"Il faut cultiver notre jardin"

mercredi 27 juillet 2016

Bizarre, bizarre

Avant les singes de Sibylle Grimbert est un livre plus qu'étrange.
La 4è de couverture laisse à penser qu'il peut s'agir d'une intrigue étonnante voire surprenante : pourquoi pas ? On suit alors Sabine pour un week-end en montagne à Zermatt en Suisse. C'est là que son époux doit recevoir un trophée pour une invention miraculeuse : la pilule yourself qui permet à chacun de laisser s'exprimer sa personnalité sans entraves ni complexe. Occasion pour elle d'échapper à une vie sur laquelle elle se pose des questions et d'échapper à l'influence de sa mère. 
Dès son arrivée, il se passe des choses étranges : elle croise deux femmes qui lui ressemblent beaucoup, et sa mère est la présidente de la soirée ! Et en plus elle semble très proche de ces deux sosies ! Jusque là, on se dit bizarre autant qu'étrange... mais pourquoi pas ?
Tout se complique lorsque les participants à la soirée prennent avec délice la fameuse pilule de Romain : et c'est là que tout se dérègle. Car oui il n'y a plus aucune règle rationnelle, on bascule dans un univers étrange plus guère en prise avec le réel....On suit Sabine, on s'accroche à elle en espérant comprendre ce qui lui arrive. La dimension fantastique, on connaît, on attend juste de mieux saisir la situation... mais rien. Sibylle Grimbert a fait le choix de nous embarquer dans une dimension fantastique, onirique, une 2è voire une 2è dimension - à la David Lynch.

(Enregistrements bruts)

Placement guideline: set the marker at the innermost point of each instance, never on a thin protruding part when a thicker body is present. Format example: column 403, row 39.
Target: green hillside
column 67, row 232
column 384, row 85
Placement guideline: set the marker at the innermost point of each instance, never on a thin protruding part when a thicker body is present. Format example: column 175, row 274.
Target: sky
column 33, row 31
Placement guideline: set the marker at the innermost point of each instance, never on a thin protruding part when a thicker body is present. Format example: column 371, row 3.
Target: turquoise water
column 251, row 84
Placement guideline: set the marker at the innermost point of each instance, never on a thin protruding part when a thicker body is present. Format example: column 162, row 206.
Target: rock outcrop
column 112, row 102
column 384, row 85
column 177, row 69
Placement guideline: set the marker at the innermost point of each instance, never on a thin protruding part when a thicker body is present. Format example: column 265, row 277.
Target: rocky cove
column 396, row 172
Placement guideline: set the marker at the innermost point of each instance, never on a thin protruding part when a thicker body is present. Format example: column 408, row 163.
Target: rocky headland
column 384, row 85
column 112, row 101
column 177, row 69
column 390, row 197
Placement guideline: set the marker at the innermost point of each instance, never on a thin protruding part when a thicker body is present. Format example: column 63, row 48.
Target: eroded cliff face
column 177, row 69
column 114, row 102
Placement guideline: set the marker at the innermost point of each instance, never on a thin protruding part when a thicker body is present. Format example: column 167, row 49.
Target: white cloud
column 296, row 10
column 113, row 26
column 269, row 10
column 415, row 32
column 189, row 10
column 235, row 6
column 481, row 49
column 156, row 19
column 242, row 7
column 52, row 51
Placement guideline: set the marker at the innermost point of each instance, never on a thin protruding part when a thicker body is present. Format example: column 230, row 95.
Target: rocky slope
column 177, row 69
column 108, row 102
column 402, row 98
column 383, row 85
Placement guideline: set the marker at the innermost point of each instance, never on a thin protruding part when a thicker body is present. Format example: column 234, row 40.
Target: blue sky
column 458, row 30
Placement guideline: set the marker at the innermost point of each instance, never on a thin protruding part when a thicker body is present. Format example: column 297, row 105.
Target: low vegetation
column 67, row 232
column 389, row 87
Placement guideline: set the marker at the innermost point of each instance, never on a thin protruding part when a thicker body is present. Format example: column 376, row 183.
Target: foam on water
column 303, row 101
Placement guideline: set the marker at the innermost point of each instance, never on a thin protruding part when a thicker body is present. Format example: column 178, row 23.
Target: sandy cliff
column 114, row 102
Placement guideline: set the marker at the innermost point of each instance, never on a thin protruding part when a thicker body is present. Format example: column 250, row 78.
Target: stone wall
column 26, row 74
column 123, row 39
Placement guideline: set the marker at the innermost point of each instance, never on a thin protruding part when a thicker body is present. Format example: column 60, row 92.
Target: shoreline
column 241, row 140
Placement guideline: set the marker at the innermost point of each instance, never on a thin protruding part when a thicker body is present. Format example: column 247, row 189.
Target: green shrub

À FAIRE:
1/ D'après l'extrait, dans quelle ville Sabine part-elle passer un week-end en montagne ?
2/ Recopiez à l'identique les lignes des enregistrements, en commençant par celle qui contient "230, row 95." et en continuant jusqu'à celle qui contient "column 389, row 87", ces deux lignes comprises.

RÉPONSES:
1/ À Zermatt, en Suisse.

2/
Placement guideline: set the marker at the innermost point of each instance, never on a thin protruding part when a thicker body is present. Format example: column 230, row 95.
Target: rocky slope
column 177, row 69
column 108, row 102
column 402, row 98
column 383, row 85
Placement guideline: set the marker at the innermost point of each instance, never on a thin protruding part when a thicker body is present. Format example: column 234, row 40.
Target: blue sky
column 458, row 30
Placement guideline: set the marker at the innermost point of each instance, never on a thin protruding part when a thicker body is present. Format example: column 297, row 105.
Target: low vegetation
column 67, row 232
column 389, row 87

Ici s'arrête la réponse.